ASSIGNED TASK =
Set out each line from the following listing that includes the word "position".

RECORDS FOR THIS TASK =
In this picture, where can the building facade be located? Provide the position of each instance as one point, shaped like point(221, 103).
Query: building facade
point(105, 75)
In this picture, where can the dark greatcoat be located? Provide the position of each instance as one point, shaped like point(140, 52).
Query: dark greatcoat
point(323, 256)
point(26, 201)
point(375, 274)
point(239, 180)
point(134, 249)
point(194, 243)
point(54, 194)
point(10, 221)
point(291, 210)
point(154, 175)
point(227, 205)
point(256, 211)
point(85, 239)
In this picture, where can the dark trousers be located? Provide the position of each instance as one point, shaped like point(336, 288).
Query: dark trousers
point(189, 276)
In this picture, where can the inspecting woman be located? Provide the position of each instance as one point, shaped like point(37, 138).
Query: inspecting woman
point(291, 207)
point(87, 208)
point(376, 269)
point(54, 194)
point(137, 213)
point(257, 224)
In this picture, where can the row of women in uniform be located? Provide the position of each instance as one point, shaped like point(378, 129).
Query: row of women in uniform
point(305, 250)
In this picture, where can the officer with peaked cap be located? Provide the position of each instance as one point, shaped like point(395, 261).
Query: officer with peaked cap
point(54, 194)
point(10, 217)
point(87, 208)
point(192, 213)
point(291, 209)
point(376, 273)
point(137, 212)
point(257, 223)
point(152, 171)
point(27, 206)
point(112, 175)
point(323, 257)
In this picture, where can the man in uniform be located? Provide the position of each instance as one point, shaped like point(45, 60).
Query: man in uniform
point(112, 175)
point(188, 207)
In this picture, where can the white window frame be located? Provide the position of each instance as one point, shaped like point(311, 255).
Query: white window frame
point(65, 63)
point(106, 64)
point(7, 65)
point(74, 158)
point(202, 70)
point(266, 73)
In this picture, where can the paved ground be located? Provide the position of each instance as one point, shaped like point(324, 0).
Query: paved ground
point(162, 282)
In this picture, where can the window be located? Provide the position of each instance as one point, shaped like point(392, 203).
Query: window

ANSWER FOR THIS EXERCISE =
In this picture, where can the building facade be located? Provide the position of each instance as one point, shaped like point(221, 103).
In this picture, where can the dark greatcoat be located? Provide the position of each instance as one point, shaped like point(140, 52).
In this picture, where can the dark trousers be located? Provide the position of each instance as one point, shaped like point(336, 288).
In this picture, where can the inspecting woman be located? Provide the position of each instance as one point, shaped like point(37, 138).
In this picture, where can the row of women in uniform be located? Provide the position of each instance as one point, shaped like point(378, 129).
In this picture, where can the officer with peaked cap be located? Provide the position of each instance as one point, shaped like point(395, 261).
In this picture, where can the man in uniform be located? Provide the position of each instance as one point, shaped like point(45, 60).
In this picture, where can the white window frame be located? Provide the position of each instance as one point, shaped like point(311, 255).
In this picture, where can the paved ground be located? Provide the position of each instance as one point, shaped like point(324, 0).
In this picture, where can the window be located? Provide the position of each instance as one point, shaped like point(392, 203).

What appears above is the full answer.